___ Provided text ___

Ouch. That’s Hot.

February 28th, 2009

My Media Is Junkie

Posted by gw in Said

A friend of mine recently announced that he was giving up the Internet for Lent, with the exception of necessary e-mail and a brief window on Sundays to actually read the electronic content that must be read.  I found this odd.  I start every day by looking over a dozen blogs, a few news sites, and a little app called Facebook.  Everyday, including Sundays.  Why?  Because I’m afraid I’ll miss something.  I want to be in-the-know, so I subscribe to a dozen magazines, spend an hour a day “keeping up on things” via the magic web and scratch my old-school itches with a daily walk to grab the morning paper still stuck in the frozen slush at the end of the driveway.

Now, you’d think this would lead to a mind filled with interesting facts and informed opinions on the greater good for the greatest number of mankind.  However, the cracked cranium of Grant Wentzel is really just an un-indexed pit of half-remembered half-truths battling about for a moment in the mental sun.  And like a board meeting with a bunch of budding bigshots, it’s the loudest, brashest, and most bombastic butthole that gets the floor and carries the vote.

A love of learning and a catholic disposition is a lovely thing, but I’ve really got to re-evaluate my motivation for such unfiltered consumption.  This informational gluttony is more about the Fear of being left out and a futile quest for Power and Control over the great unknown.  My mind is left crapulous, constipated.  There’s Anxiety in it, and I need to let it go.

February 26th, 2009

Think Fast! Be Happy! Shazam!

Posted by gw in Found

Interesting article tying rapid thought with happiness, mental stagnation with depression, and repetitive just-can’t-Let-IT-GO! thought patterns to anxiety.  Much of this would be simple common sense, but the interesting thing here is the Cart/Horse (aka Chicken/Egg) conundrum.  That is, does our mood affect our thoughts or do our thoughts affect our mood?

The advice: if you’re down, do a crossword and get the noggin noodling with something new.

I know that when I’ve got A.N.Ts. running up and down my brain (that’s Automatic Negative Thoughts, ‘natch) the best thing for me to do is drop to my knees and ask God for something else to think about.  Most recently the answer was:  “Just think about Jerry playing guitar.”  So I did, and now I’ve got the opening riff of “Lovelight” wedged in my head.  I think this is a blessing.  It sure as hell works!

___

Given problem>
Answer these questions using the blog posts:
(a) What did the friend announce he was giving up for Lent?
(b) What should you do if you're down, according to the advice in the post about rapid thought?
(c) What does "A.N.Ts." stand for?
This material comes from a separate source, unrelated to the blog posts.

___ Supplied information ___

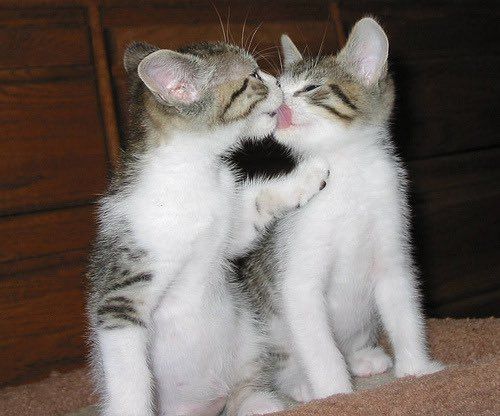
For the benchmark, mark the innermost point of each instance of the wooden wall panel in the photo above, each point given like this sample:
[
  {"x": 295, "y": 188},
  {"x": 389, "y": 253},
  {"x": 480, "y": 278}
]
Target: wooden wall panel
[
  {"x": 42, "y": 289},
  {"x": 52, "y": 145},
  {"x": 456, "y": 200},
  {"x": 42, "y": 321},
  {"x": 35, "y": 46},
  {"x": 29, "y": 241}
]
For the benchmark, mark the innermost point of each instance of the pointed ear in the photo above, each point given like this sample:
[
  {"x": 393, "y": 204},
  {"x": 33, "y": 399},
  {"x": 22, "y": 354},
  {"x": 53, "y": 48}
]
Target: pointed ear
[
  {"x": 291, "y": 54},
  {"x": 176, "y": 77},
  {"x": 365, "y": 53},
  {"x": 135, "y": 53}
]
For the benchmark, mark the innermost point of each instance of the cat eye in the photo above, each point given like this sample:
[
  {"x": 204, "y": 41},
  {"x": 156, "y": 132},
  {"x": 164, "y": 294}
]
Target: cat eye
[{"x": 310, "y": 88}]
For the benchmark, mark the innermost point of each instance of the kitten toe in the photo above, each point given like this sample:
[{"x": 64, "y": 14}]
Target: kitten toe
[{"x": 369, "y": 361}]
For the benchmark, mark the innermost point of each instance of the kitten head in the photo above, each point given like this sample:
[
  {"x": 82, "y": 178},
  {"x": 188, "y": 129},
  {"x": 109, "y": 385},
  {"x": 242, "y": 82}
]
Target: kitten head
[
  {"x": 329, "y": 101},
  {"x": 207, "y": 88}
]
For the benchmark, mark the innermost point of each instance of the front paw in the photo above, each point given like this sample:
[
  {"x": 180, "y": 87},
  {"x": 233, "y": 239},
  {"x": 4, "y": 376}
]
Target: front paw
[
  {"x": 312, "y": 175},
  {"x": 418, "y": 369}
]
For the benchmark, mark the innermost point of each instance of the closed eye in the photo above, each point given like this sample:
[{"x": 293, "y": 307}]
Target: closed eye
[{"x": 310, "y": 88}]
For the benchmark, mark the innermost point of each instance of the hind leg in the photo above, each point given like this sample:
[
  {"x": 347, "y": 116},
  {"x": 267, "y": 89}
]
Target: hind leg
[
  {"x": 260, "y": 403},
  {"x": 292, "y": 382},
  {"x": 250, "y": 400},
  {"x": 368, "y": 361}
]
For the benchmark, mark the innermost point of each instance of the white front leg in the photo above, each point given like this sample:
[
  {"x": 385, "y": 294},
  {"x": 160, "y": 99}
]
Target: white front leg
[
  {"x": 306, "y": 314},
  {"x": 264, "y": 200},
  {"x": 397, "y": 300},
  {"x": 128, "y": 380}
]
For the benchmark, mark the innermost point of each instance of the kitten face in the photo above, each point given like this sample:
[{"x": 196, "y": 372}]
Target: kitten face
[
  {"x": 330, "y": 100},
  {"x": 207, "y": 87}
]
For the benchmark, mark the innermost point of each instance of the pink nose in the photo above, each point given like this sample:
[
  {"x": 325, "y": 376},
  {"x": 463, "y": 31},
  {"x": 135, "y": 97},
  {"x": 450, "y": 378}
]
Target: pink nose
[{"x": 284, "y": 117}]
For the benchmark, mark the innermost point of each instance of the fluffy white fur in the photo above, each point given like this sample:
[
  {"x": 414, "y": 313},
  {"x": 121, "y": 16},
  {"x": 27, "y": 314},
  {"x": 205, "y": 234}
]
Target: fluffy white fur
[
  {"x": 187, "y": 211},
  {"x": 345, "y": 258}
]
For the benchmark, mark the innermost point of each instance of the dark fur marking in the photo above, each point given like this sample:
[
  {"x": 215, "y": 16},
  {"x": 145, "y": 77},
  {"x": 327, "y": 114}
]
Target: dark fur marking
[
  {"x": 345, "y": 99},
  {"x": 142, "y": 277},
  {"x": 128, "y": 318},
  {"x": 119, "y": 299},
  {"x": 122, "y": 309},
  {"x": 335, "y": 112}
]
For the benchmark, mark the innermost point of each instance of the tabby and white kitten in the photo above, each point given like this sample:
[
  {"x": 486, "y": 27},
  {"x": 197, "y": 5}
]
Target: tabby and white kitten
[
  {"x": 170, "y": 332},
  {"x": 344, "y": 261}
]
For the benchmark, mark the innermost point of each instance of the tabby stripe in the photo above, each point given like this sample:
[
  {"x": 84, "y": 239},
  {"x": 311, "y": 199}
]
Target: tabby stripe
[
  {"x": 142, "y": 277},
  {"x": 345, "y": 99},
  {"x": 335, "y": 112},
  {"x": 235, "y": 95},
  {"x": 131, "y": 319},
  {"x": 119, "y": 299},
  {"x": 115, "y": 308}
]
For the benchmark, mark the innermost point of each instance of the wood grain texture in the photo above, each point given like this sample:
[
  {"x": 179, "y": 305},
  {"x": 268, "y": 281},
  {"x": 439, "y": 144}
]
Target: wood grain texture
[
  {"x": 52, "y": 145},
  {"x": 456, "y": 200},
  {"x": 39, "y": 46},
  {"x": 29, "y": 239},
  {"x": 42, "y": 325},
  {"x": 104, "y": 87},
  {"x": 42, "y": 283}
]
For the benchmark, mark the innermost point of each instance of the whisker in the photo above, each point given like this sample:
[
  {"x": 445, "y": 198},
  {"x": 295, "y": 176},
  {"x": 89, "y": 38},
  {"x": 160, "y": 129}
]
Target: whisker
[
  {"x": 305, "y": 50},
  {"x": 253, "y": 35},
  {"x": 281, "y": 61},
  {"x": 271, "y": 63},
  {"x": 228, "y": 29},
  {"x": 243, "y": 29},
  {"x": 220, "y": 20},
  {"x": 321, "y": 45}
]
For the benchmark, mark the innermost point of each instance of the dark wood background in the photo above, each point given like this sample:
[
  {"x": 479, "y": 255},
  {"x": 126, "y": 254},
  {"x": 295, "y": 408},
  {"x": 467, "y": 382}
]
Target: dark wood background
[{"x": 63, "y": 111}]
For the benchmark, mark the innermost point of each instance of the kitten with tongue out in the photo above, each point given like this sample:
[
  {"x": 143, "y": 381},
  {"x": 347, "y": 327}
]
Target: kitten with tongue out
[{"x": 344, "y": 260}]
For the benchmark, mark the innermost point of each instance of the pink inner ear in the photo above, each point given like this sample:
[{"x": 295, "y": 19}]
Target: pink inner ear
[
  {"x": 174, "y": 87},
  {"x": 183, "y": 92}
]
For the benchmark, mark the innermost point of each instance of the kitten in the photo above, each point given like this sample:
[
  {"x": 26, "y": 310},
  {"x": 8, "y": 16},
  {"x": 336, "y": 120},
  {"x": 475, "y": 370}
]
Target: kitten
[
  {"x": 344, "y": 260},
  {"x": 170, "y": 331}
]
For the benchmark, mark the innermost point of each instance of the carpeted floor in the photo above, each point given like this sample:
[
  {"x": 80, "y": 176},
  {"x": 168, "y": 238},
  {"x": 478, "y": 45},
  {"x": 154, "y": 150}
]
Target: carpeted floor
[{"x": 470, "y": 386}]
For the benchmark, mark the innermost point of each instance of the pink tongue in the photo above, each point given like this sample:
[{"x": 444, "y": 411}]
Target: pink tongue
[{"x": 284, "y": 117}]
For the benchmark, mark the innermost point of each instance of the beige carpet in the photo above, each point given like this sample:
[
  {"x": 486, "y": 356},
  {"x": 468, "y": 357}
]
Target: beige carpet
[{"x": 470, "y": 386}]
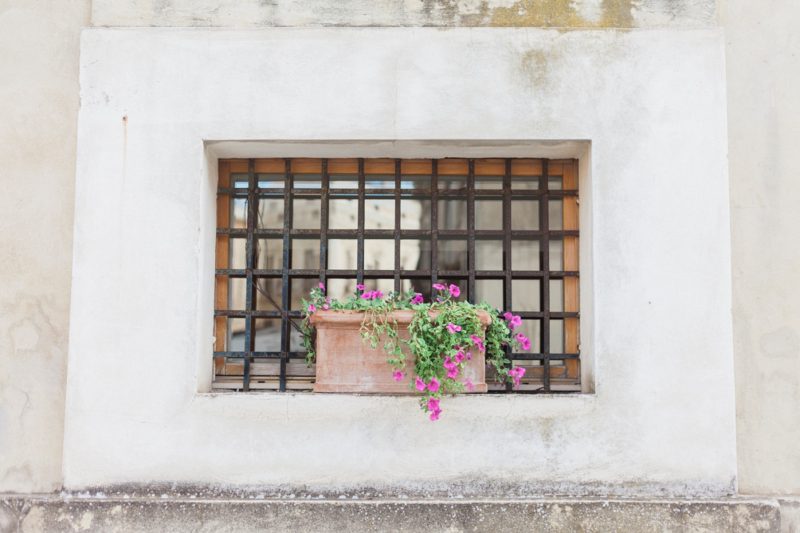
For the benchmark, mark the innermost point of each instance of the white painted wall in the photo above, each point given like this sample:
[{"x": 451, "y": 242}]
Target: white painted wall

___

Task output>
(a) The Internet, except for necessary e-mail and a brief window on Sundays.
(b) Do a crossword.
(c) Automatic Negative Thoughts.